TEXTO DE ORIGEM =>
As tradições judaicas e cristãs posteriores vão um passo além. Catherine Keller, em seu livro The Face of the Deep, explica como “o Abismo” na narrativa bíblica da criação (Gênesis 1:2) provavelmente começou como uma profundidade substancial — uma figura divina, uma matriz de potencialidades, como os monstros femininos em mitologia mesopotâmica vizinha. Mas na suavização da história que ocorre com a escrita do texto sagrado, a luta do deus patriarcal com o monstro feminino torna-se um ato logocêntrico e falado de Deus que doma a “escuridão sobre a face das profundezas” — o ato de creatio ex nihilo de Deus, criação do nada. As profundezas abundantes tornam-se um espaço vazio, o Ain da Cabala. A Grande Deusa do Caos torna-se nada, a ideia do útero vazio.
De acordo com Keller e outras teólogas feministas, a herança disso na filosofia ocidental tem sido o domínio da lógica sobre a natureza, do sujeito sobre o objeto, do homem sobre a mulher. Embora Crowley às vezes tente transcender essas dualidades (acho que o Liber AL e os Livros Sagrados frequentemente conseguem isso, apesar dele mesmo), muitos de seus escritos ainda caem sob essa crítica, embora haja claramente aspectos na vida e no pensamento de Crowley que não pode ser facilmente incluído num sistema patriarcal e racionalista.
Por exemplo, a ontologia básica de Crowley é quase exatamente capturada pela crítica que Keller tem da transformação do Caos primordial num “nada” racionalista ou, como Crowley o chama, o Zero Qabalístico. Baseando-se na Cabala, o “nada” de Crowley é um vazio no início da criação, em vez do Abismo ou Tífon mitológico. Embora Nuit cumpra parte do papel de deusa primordial em Thelema, no “Berashith” de Crowley (mais especificamente, em sua subordinação de Liber AL a ele) Nuit e Hadit ainda estão fundamentados no “nada” como sua primeira causa.

TRABALHO A FAZER =>
1. Indique se cada afirmação está de acordo com o texto sobre Keller e Crowley, respondendo sim ou não e citando literalmente as palavras que decidem: (a) O Abismo de Gênesis 1:2 provavelmente começou como uma profundidade substancial. (b) Crowley sempre consegue transcender as dualidades. (c) No "Berashith", Nuit e Hadit têm o "nada" como primeira causa.
2. Reproduza, por favor, o trecho do texto sobre Keller e Crowley de "Por exemplo, a" até "sua primeira causa.".

DADOS =>
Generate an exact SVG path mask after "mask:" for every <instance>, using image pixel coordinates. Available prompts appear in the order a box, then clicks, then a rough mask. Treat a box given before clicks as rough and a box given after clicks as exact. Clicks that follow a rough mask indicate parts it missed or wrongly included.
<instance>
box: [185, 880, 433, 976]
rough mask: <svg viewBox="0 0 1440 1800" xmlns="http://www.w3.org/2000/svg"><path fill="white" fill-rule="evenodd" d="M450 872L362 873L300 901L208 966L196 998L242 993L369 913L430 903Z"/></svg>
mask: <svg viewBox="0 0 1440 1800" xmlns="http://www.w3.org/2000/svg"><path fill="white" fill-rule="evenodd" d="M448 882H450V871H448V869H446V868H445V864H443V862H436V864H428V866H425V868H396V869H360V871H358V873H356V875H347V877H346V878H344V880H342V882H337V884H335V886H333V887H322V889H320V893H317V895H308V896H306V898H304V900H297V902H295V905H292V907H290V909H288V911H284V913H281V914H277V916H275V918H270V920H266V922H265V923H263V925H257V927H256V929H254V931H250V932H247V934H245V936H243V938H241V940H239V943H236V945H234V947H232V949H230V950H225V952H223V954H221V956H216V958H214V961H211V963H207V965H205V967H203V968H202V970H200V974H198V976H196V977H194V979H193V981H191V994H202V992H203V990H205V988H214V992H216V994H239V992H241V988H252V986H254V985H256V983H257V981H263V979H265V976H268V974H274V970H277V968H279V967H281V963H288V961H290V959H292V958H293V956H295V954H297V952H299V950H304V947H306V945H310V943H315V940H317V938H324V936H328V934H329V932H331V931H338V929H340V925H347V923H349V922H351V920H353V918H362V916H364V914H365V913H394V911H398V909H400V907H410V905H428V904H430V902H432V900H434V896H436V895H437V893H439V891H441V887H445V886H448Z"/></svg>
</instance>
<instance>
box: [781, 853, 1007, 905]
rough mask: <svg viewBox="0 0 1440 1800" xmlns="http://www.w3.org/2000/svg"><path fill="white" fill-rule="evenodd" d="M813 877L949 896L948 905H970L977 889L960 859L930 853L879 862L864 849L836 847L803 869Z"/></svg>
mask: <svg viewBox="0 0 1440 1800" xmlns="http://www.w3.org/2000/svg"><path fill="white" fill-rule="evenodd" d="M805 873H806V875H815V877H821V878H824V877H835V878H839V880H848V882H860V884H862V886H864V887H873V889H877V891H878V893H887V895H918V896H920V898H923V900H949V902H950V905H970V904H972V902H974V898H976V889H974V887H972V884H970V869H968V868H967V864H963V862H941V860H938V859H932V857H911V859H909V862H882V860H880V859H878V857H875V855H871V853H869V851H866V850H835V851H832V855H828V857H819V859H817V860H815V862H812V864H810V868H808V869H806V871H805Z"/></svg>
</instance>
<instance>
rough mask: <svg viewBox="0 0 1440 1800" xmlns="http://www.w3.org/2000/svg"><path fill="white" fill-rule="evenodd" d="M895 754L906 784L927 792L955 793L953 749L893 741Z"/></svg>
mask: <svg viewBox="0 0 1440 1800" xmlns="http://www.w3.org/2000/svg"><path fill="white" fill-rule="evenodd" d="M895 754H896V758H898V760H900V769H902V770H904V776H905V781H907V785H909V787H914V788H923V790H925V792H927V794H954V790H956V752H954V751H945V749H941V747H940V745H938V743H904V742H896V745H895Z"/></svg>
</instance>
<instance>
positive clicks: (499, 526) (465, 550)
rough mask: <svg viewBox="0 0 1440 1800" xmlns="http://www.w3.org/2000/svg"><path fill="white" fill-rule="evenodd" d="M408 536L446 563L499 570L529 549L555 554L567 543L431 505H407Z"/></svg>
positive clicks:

GABARITO DAS TAREFAS =>
1.
(a) Sim: «provavelmente começou como uma profundidade substancial».
(b) Não: «Crowley às vezes tente transcender essas dualidades».
(c) Sim: «Nuit e Hadit ainda estão fundamentados no “nada” como sua primeira causa».

2.
Por exemplo, a ontologia básica de Crowley é quase exatamente capturada pela crítica que Keller tem da transformação do Caos primordial num “nada” racionalista ou, como Crowley o chama, o Zero Qabalístico. Baseando-se na Cabala, o “nada” de Crowley é um vazio no início da criação, em vez do Abismo ou Tífon mitológico. Embora Nuit cumpra parte do papel de deusa primordial em Thelema, no “Berashith” de Crowley (mais especificamente, em sua subordinação de Liber AL a ele) Nuit e Hadit ainda estão fundamentados no “nada” como sua primeira causa.